Où en est-on avec Metal Gear Solid ? La question a de quoi vous filer le tournis. Je me souviens de MGS4 comme d’un rêve tordu et fiévreux pendant une gastro-entérite. Je me souviens d’une demande en mariage pendant une fusillade d’un quart d’heure. Je me souviens d’une rectitude interminable dans l’équivalent d’un micro-onde complètement pompé (dans son principe d’une action mashing button) sur les cinq dernières minutes de Shadow of the Colossus. Je me souviens d’un running gag à propos d’oeufs aux plat. Parce que Metal Gear Solid n’a peut être jamais été que ça. Une gigantesque et démente usine à souvenirs entre les mains de deux artistes à la fois capitaines d’industrie besogneux et petits princes à la masse, Hideo Kojima et Yoji Shinkawa.

Et là je me trouve dans un complexe quasi militaire et énergétiquement autonome en plein milieu de la campagne japonaise de Nasu à exactement 122 km de Fukushima, cerné d’employés de Konami équipés d’oreillettes (on vous dit tout dans le prochain numéro de Games Magazine, promis) pour voir et expérimenter Ground Zeroes. Le prologue à MGS5 The Phantom Pain dont les trailers à eux seuls incarnent le dernier ascendant de la production japonaise sur la domination occidentale en matière de loisirs interactif HD. Chose promise sur Youtube, chose due, Ground Zeroes s’ouvre sur les notes sacrificielles du “Here”s to you” de Baez et Morricone et donne le LA à une aventure synthétique et ramassée.

(Annotations de localisation dans des images)
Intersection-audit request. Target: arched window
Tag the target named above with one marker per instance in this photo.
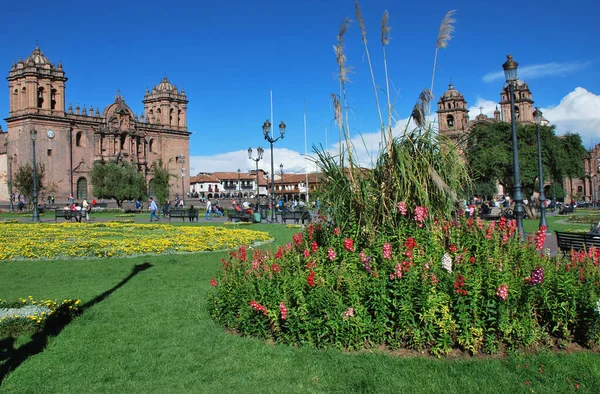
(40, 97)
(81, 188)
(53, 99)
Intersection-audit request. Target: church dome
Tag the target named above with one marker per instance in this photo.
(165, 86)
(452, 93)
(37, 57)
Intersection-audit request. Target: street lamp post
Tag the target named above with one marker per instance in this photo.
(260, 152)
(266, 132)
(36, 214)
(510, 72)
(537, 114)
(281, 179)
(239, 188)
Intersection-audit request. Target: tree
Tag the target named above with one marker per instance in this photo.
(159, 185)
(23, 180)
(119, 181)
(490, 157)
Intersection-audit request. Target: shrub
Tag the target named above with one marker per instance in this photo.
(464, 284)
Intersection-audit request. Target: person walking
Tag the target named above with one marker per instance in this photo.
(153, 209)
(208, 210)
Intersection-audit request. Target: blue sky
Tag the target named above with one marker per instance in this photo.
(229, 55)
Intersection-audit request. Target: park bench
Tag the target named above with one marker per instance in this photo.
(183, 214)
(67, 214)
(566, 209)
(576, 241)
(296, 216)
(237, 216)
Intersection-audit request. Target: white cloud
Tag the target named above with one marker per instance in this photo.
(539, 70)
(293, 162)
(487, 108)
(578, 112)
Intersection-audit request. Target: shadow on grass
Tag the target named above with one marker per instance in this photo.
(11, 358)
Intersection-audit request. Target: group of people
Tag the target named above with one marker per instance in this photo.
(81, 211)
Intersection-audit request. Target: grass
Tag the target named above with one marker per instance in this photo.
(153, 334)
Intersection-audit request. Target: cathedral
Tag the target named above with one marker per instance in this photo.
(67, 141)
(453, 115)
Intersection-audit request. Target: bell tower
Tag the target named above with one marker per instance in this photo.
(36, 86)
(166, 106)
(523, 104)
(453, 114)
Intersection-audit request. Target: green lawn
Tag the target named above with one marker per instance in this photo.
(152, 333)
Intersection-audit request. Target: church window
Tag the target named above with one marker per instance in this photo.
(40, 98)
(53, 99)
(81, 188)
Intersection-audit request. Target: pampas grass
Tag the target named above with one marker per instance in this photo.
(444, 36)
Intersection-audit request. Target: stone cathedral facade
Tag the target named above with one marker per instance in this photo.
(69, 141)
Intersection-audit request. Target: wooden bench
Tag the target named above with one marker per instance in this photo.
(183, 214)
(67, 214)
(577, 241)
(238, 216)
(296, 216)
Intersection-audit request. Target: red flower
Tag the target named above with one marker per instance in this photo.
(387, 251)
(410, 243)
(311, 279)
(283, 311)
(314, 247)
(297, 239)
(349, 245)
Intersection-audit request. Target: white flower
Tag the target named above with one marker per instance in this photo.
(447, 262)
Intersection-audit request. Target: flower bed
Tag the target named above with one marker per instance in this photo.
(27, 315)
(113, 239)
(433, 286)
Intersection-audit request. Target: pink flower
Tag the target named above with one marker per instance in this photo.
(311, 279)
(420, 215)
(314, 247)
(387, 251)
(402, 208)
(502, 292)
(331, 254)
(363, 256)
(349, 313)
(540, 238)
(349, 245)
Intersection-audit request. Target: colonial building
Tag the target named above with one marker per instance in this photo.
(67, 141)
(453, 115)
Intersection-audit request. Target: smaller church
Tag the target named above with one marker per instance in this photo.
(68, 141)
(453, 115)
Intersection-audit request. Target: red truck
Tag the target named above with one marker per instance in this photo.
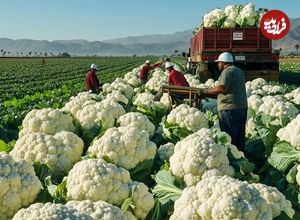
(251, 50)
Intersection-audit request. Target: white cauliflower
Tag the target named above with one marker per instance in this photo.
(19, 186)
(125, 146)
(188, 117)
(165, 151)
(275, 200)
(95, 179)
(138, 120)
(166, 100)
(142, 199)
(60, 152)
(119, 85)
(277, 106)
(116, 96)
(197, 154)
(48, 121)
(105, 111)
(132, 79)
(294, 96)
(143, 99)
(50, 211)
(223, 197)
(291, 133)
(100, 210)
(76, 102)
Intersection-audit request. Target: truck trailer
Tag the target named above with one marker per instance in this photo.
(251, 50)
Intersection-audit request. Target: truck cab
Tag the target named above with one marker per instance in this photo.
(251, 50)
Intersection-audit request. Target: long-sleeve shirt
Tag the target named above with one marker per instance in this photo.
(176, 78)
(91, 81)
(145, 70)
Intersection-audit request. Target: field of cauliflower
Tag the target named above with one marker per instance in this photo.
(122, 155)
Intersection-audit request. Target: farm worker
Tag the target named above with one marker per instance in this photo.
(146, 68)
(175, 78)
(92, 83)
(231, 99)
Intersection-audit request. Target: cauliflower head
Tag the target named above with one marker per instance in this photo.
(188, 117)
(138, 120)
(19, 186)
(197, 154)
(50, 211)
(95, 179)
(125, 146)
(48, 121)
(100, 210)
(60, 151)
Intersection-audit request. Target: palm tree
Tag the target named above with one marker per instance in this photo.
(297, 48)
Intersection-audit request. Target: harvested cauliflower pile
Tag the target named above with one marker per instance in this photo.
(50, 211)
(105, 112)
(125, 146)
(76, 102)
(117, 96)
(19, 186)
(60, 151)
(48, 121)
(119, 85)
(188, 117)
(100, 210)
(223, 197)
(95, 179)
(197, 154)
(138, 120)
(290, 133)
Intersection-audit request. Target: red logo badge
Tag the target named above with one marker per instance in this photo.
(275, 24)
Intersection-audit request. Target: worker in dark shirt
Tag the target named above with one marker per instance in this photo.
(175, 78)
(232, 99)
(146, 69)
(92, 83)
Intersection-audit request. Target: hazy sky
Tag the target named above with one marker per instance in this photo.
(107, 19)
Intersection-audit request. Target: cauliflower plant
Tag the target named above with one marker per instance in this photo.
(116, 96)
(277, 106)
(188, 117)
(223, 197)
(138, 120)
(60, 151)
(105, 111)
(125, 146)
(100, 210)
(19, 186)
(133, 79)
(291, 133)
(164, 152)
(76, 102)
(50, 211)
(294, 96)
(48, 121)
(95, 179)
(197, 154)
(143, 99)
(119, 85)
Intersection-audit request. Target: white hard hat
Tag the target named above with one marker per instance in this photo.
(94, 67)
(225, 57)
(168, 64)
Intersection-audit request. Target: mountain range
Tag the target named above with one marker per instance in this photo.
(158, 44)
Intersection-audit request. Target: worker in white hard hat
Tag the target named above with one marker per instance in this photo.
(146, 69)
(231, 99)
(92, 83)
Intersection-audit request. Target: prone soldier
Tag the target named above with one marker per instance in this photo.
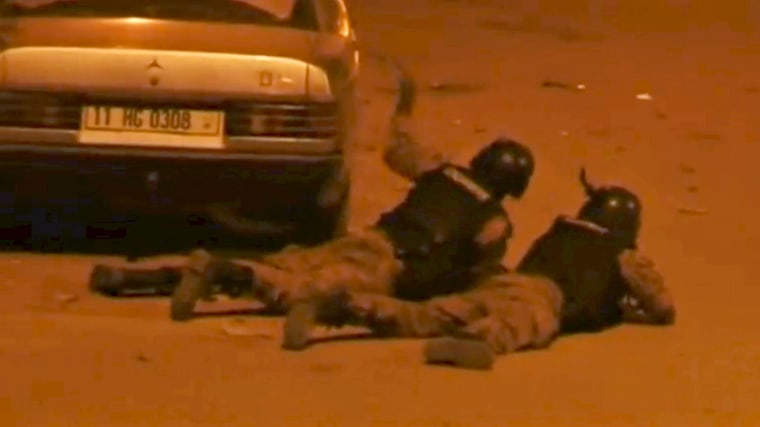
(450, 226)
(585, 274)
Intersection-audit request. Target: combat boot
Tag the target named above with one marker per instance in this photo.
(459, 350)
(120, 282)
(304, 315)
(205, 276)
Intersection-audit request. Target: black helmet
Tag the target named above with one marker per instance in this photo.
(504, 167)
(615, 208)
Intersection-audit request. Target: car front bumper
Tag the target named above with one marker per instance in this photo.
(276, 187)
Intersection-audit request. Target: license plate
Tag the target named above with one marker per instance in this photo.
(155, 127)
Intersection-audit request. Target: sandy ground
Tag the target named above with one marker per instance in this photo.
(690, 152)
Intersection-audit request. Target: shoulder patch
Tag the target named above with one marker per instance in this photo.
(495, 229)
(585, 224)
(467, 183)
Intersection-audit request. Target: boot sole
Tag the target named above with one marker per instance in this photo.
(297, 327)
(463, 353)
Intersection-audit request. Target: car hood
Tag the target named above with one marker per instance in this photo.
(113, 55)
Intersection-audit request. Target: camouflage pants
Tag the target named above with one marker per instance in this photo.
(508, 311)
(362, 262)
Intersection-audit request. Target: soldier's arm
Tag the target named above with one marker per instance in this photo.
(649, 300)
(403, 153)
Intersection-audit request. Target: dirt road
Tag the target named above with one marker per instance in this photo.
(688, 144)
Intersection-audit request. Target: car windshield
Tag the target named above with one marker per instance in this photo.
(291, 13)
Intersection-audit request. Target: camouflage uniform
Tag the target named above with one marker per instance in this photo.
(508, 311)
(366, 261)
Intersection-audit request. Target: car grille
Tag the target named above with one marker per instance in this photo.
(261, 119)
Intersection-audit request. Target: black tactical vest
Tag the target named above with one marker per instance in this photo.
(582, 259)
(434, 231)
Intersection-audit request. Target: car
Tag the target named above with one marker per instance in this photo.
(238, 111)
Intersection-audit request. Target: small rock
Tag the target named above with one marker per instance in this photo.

• **Consignes de l'exercice**:
A - D'après l'extrait sur Metal Gear Solid, à quelle distance de Fukushima se trouve le complexe de Nasu ?
B - Renvoyez, s'il vous plaît, le passage de l'extrait sur Metal Gear Solid qui va de « Où en est-on » jusqu'à « et Yoji Shinkawa. ».
Les enregistrements ne sont pas nécessaires pour cet exercice.

• **Réponses attendues**:
A - À exactement 122 km.

B -
Où en est-on avec Metal Gear Solid ? La question a de quoi vous filer le tournis. Je me souviens de MGS4 comme d’un rêve tordu et fiévreux pendant une gastro-entérite. Je me souviens d’une demande en mariage pendant une fusillade d’un quart d’heure. Je me souviens d’une rectitude interminable dans l’équivalent d’un micro-onde complètement pompé (dans son principe d’une action mashing button) sur les cinq dernières minutes de Shadow of the Colossus. Je me souviens d’un running gag à propos d’oeufs aux plat. Parce que Metal Gear Solid n’a peut être jamais été que ça. Une gigantesque et démente usine à souvenirs entre les mains de deux artistes à la fois capitaines d’industrie besogneux et petits princes à la masse, Hideo Kojima et Yoji Shinkawa.